══ INFORMATION SHOWN ══
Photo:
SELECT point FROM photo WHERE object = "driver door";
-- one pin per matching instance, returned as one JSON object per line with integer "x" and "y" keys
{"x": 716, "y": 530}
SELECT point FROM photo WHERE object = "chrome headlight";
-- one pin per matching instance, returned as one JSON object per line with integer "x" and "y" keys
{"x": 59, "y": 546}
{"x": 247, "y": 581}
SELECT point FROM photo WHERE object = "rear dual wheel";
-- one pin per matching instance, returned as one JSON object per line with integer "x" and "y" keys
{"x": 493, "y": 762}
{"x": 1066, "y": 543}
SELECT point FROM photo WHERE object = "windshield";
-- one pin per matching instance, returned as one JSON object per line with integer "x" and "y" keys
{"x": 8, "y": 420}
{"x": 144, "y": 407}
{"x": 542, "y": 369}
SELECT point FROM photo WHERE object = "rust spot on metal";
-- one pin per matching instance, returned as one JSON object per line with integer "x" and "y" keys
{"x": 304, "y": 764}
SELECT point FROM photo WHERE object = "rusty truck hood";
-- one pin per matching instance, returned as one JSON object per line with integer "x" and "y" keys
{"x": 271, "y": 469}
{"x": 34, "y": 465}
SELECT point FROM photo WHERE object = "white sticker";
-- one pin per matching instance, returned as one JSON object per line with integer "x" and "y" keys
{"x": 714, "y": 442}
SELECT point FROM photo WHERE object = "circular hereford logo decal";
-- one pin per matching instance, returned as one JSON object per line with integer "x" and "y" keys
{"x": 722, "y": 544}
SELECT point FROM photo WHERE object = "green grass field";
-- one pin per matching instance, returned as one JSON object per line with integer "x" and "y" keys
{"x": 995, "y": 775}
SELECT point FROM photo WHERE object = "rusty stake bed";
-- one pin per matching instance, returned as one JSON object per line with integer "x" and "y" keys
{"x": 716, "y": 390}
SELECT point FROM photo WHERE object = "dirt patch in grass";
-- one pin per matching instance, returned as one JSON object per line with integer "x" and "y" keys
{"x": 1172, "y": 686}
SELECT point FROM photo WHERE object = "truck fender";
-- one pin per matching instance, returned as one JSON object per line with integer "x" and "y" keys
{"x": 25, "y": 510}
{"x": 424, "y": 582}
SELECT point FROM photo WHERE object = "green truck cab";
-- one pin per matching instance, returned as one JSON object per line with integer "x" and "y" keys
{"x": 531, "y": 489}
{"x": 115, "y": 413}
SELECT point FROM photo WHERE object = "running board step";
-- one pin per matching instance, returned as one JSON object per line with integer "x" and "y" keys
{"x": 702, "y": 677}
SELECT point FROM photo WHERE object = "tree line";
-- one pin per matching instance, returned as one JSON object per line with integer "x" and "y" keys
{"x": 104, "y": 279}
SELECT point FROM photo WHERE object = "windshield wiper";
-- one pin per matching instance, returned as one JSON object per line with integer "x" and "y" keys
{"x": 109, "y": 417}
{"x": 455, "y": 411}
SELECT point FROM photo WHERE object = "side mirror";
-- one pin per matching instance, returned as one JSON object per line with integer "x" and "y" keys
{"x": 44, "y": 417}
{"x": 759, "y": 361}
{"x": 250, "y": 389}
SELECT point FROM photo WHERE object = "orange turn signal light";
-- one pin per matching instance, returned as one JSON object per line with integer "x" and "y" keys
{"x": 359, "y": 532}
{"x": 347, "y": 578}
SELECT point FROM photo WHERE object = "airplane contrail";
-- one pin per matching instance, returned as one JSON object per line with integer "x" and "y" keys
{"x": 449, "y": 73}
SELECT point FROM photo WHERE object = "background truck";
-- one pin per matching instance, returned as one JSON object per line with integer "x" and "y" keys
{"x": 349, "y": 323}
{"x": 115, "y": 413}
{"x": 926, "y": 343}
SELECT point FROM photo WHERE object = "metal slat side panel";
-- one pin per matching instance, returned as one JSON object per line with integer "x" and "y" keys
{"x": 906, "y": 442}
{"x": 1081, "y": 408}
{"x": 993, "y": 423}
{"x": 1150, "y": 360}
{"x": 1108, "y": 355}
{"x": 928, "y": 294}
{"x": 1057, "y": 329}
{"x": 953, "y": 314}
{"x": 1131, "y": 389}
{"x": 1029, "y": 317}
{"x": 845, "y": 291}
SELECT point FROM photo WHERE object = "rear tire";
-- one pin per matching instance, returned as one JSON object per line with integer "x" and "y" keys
═══
### WHAT YOU NEED TO DO
Repeat the material above in full, exactly as it stands.

### OUTPUT OF THE EXERCISE
Photo:
SELECT point FROM photo WHERE object = "driver door";
-- one pin per matching instance, returned as one JSON object per line with integer "x" and "y" keys
{"x": 716, "y": 530}
SELECT point FROM photo WHERE object = "chrome headlight";
-- one pin per matching instance, returned as one JSON object per line with integer "x" and "y" keys
{"x": 59, "y": 546}
{"x": 247, "y": 581}
SELECT point FROM photo WHERE object = "rear dual wheel";
-- one pin per matching instance, returned as one JSON object per line with integer "x" and "y" keys
{"x": 493, "y": 762}
{"x": 1066, "y": 543}
SELECT point FROM photo WHERE object = "windshield";
-- one pin per matching instance, returned as one JSON object per line with integer "x" and "y" keys
{"x": 8, "y": 420}
{"x": 144, "y": 407}
{"x": 542, "y": 369}
SELECT point FROM photo WHERE object = "rust spot on metal";
-- one pin per matching instance, returned as one JSON object per line with integer "x" and "y" keys
{"x": 304, "y": 764}
SELECT point FROM photo WHERE object = "rusty truck hood";
-- one pin per matching instance, returned as one JSON object per line with integer "x" and "y" keys
{"x": 271, "y": 469}
{"x": 34, "y": 465}
SELECT point FROM photo WHERE object = "white sticker";
-- one pin per matching instance, returned as one JSON object per line with integer "x" and "y" keys
{"x": 714, "y": 442}
SELECT point FROM photo WHERE object = "circular hereford logo decal";
-- one pin per matching instance, returned as one JSON object per line with integer "x" and "y" keys
{"x": 722, "y": 544}
SELECT point FROM photo WHERE object = "green grass field";
-- one pin per matching instance, returned as one JSON object per line with integer "x" and "y" keys
{"x": 995, "y": 775}
SELECT point FROM photo WHERE object = "rusty stake bed";
-- one pin per matching instance, returned as one JSON object per line with integer "x" and "y" keys
{"x": 716, "y": 390}
SELECT point FROM photo WHERE object = "dirt patch in grass";
-- one pin per matching instance, returned as one JSON object per line with integer "x" and "y" keys
{"x": 1172, "y": 686}
SELECT point FROM photo WHERE object = "truck fender";
-- one pin per matching instance, returned as one JSON object per line with integer "x" and "y" keys
{"x": 25, "y": 510}
{"x": 424, "y": 582}
SELECT point FROM photo WHERE object = "green truck cab";
-- one pin per matching instance, returned as one JSON object per line with integer "x" and "y" keys
{"x": 531, "y": 489}
{"x": 115, "y": 413}
SELECT point FROM photo WHERE object = "running board step";
-- one pin per matching instance, returned as one JSON object per line with integer "x" and "y" keys
{"x": 702, "y": 677}
SELECT point FROM photo WHERE object = "tree line";
-- one pin per matching instance, returned as one JSON object per line with integer "x" and "y" keys
{"x": 104, "y": 279}
SELECT point FROM photo WHERE object = "windshield wiper";
-- one pin per matching instance, returned as one JSON object per line with integer "x" and "y" keys
{"x": 109, "y": 417}
{"x": 455, "y": 411}
SELECT point FROM photo WHERE object = "side mirror";
-- one pin per matching instance, returned as one JSON object per line with integer "x" and "y" keys
{"x": 44, "y": 417}
{"x": 759, "y": 361}
{"x": 250, "y": 389}
SELECT point FROM photo WHERE object = "orange turn signal light";
-- one pin per matching instance, returned as one JSON object per line with integer "x" and "y" keys
{"x": 359, "y": 532}
{"x": 347, "y": 578}
SELECT point FROM photo WHERE object = "airplane contrail";
-- one pin per matching instance, returned as one JSON object per line with integer "x" and "y" keys
{"x": 449, "y": 73}
SELECT point FROM photo WHERE object = "background truck";
-- one pin per matching instance, returned as one JSON object per line with integer "x" and "y" keys
{"x": 349, "y": 323}
{"x": 115, "y": 413}
{"x": 926, "y": 343}
SELECT point FROM photo WHERE object = "metal slat side panel";
-- one pin per matching instance, returned as one JSON object per line with integer "x" and "y" keys
{"x": 906, "y": 442}
{"x": 1081, "y": 408}
{"x": 993, "y": 423}
{"x": 1150, "y": 360}
{"x": 1108, "y": 355}
{"x": 928, "y": 294}
{"x": 1057, "y": 329}
{"x": 953, "y": 314}
{"x": 1131, "y": 389}
{"x": 1029, "y": 317}
{"x": 845, "y": 291}
SELECT point FROM photo WHERE object = "rear tire";
-- one pin per matching instance, returned as one JSON object per line with integer "x" and "y" keys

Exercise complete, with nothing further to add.